• Text passage
---+---
Recently I flew to Athens from Heathrow Airport.  Having looked at all the available options, I chose to take the evening flight to Eleftherios Venizelos Airport, which leaves at 22:15 and arrives in Athens at 04:00.  I chose this HUGELY inconvenient flight as I needed to be in Athens on the following morning, and the flight that leaves 6 hours earlier was £400 more expensive.  A bit of a no-brainer, I’m sure you’ll agree.  And I agree too.  The only thing is that this flight is a real bitch to the internal body clock.  Anyway.  The main advantage of it is that you have all day in London to do as you would normally do, and then at around 8, you mosey on over to Terminal 2 and get on a plane.  In theory, this could not be simpler.  But anyone who has ever flown anywhere will tell you that if you take any number flights a year, one – maybe two – will be that simple.  The rest will have little blips, little things which may seem inconsequential, but actually often set off a chain reaction that leaves you stressed for days.  I am not even talking about missing connecting flights; that leaves me feeling stressed for years.  I no longer arrange to take connecting flights unless absolutely necessary, and I need at least a 4 hour window to feel even remotely relaxed.  It’s just silly little things, that heighten what is already a high stress situation for many of us.

I am not what you would call a nervous traveller.  I mean, I am not usually afraid of flying, I don’t freak out when there’s turbulence (although I have one more than one occasion prayed in a plane which seemed to being tossed about like a paper airplane.)  I have survived several landings at Chios Airport, an airport second only to Hong Kong in terms of degree of difficulty I am given to understand.  The last time I flew into Chios, we sat through the prerequisite turbulence towards the end of the flight, and then as we approached the runway (mountain on one side, sea to the other) we just sort of dropped out of the sky onto the runway and applied the brakes.  Hard.  Hard enough to make some of the people on board scream.  It’s always a little bit exciting is what I am saying.  But I don’t get too nervous.  In fact, I am more nervous about getting to the airport on time than actually flying.

This time, my sister D, and her boyfriend R drove me to Heathrow.  We made it in good time, I was there by 8:40 for the 22:15 flight.  No problems checking in. Well, no problems if you have previous experience or a PhD in how to scan your documents and boarding pass into the machine which then spits out a new boarding pass and your luggage label which you then attach yourself etc.  I mean, if it meant things happened faster I would be totally onboard with it, but it doesn’t because you still have to stand in line and jump through all the same hoops as before, except now if you lose your luggage, you only have yourself to blame.  Anyway, I digress.  (for a change).  As I walked through to the security check, I bypassed the men and women trying to mug me with plastic bags.

“Any liquids?” the guy asked me.

“No” I replied walking along.

“Nothing?” he asked me in a disbelieving tone.

“No,” I repeated moving further towards boarding pass control.

“Lipstick and make up counts!!” he yelled.
---+---
• Stored data
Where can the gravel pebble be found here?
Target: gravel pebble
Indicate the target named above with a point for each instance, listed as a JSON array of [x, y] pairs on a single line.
---+---
• The exercise
Rewrite everything in the travel account from "This time, my" down to "replied walking along.", substituting "security screening" for "security check". The listing has no role here.

• Expected answer
This time, my sister D, and her boyfriend R drove me to Heathrow.  We made it in good time, I was there by 8:40 for the 22:15 flight.  No problems checking in. Well, no problems if you have previous experience or a PhD in how to scan your documents and boarding pass into the machine which then spits out a new boarding pass and your luggage label which you then attach yourself etc.  I mean, if it meant things happened faster I would be totally onboard with it, but it doesn’t because you still have to stand in line and jump through all the same hoops as before, except now if you lose your luggage, you only have yourself to blame.  Anyway, I digress.  (for a change).  As I walked through to the security screening, I bypassed the men and women trying to mug me with plastic bags.

“Any liquids?” the guy asked me.

“No” I replied walking along.